──────── Provided passage ────────

Divisive issues such as same-sex marriage, or whether it’s appropriate to still celebrate Australia Day aren’t sitting below the surface waiting to be scratched. They are mainstream in the public and political debate. On the one hand many Australians are in favour of changing the date of Australia Day, given what it represents for Indigenous communities including death, disease and loss of land. On the other hand, Australians defend the public holiday as a celebration of Australian culture. While most of the public debate falls into one of these two camps, in practise, most Australians don’t mind if the date changes or stays the same.

──────── Data ────────

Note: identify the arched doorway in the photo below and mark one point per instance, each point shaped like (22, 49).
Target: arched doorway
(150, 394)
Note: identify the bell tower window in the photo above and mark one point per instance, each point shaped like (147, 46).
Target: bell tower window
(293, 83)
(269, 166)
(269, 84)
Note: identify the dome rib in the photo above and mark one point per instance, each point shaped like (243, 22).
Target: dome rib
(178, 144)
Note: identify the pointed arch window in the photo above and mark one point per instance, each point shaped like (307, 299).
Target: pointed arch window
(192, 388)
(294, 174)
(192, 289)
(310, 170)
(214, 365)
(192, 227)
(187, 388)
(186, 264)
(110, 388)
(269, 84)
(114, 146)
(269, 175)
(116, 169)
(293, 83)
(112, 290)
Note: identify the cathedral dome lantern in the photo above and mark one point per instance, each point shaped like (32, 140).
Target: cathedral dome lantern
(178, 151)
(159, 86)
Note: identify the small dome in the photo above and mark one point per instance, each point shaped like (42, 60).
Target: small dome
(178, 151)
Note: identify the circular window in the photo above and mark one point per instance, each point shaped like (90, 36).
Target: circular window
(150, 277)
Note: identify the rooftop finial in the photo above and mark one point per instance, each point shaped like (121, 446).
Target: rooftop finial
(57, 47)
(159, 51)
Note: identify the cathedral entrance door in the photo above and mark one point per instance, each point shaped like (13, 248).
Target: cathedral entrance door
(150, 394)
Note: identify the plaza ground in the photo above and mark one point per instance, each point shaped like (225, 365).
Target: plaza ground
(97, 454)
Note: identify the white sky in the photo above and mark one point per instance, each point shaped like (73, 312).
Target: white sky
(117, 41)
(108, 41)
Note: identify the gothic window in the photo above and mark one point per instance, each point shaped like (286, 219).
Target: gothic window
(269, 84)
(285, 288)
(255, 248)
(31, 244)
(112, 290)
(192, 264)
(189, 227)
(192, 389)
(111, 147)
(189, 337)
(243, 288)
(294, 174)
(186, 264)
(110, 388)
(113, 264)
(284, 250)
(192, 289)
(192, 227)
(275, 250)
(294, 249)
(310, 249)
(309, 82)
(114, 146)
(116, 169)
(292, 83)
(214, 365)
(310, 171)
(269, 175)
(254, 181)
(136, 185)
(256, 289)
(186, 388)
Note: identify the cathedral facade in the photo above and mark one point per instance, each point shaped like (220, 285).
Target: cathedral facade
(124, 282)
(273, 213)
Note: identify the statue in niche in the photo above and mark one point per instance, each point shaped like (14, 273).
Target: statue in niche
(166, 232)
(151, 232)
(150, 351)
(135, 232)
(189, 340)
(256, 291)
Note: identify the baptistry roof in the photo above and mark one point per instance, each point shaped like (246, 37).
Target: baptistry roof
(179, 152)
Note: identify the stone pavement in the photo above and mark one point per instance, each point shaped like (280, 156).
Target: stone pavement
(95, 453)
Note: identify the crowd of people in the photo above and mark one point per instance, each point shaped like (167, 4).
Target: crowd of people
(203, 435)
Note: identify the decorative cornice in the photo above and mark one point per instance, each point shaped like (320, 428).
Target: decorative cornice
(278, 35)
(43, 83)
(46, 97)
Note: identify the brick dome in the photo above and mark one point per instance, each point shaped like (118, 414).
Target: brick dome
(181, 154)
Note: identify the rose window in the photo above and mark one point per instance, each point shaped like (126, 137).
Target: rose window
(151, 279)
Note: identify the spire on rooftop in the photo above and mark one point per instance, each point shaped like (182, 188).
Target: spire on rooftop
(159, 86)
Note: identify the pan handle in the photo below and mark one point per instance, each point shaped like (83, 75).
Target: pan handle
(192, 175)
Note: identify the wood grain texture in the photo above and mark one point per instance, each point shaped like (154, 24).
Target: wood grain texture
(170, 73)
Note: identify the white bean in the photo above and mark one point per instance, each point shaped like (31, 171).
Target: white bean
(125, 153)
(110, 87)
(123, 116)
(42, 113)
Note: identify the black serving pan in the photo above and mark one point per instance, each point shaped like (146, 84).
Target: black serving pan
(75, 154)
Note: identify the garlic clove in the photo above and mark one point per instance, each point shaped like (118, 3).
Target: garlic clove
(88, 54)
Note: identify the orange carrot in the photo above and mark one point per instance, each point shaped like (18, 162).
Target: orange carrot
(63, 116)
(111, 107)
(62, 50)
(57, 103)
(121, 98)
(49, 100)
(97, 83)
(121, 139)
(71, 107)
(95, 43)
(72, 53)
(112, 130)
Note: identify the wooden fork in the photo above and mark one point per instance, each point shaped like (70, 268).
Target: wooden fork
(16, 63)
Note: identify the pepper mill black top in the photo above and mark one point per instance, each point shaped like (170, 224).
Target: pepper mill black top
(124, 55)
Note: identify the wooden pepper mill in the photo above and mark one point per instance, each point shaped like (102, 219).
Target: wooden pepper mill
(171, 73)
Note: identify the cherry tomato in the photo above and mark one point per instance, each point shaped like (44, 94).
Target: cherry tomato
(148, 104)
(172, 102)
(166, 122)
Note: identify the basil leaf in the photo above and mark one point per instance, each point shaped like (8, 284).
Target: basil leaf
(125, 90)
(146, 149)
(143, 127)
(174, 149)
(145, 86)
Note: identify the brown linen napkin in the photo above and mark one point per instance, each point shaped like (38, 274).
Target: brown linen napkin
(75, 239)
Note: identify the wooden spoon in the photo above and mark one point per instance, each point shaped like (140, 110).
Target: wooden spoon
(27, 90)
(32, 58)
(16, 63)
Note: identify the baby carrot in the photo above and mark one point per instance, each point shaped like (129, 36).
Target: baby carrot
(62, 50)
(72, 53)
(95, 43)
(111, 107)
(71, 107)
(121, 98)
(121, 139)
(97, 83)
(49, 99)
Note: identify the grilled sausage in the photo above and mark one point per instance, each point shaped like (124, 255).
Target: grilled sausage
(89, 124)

────────

* [Task A]: Please condense the paragraph of the Australia Day passage that begins "Divisive issues such as" into a short bulleted list that keeps its main facts.
* [Task B]: Take the Australia Day passage further, writing on from its final sentence.
These records were drawn from a separate source.

* [Written reply A]:
- Divisive issues like same-sex marriage and whether Australia Day should still be celebrated are already mainstream in public and political debate.
- Many Australians favor changing the date because of what it represents for Indigenous communities: death, disease and loss of land.
- Others defend the public holiday as a celebration of Australian culture.
- Although most public debate falls into one of these two camps, most Australians don't mind whether the date changes or stays the same.

* [Written reply B]:
'The political world looks more and more Manichean: divided into Us and Them, Good and Evil, Right and Wrong, and either side’s rhetoric becomes more and more polarising'Associate Professor Matthew Sharpe,
Deakin University
A similar polarity arose in the face of African gang violence in Victoria. Data from the Victoria’s Crime Statistics Agency showed that people born in Sudan or South Sudan in Victoria were overrepresented in crimes such as aggravated burglary. The issue became a political flashpoint with the Federal Government slamming the Victorian Government’s handling of gang related violence. This divide came to a crescendo in an off-the-cuff debate between Prime Minister Malcolm Turnbull and Victoria’s acting Premier James Merlino at a recent press conference, where Malcolm Turnbull questioned the state’s handling of youth crime.
Social media channels like Facebook and Twitter are a key factor of a growing cultural divide. Assoc. Prof. Sharpe argues Facebook is not only a venue for exchanging baby pictures or even bullying, but has seen increasing numbers of people bypassing traditional media to get their news.
The problem? Facebook is a big memory device that records your activity and uses algorithms to ‘feed’ news that it knows we will like and share, Assoc. Prof. Sharpe says, often based on right or left perspectives. The news we like is not always the news we need. And that means the news we share with our friends and with whom we agree politically is likely to confirm our existing beliefs about the world.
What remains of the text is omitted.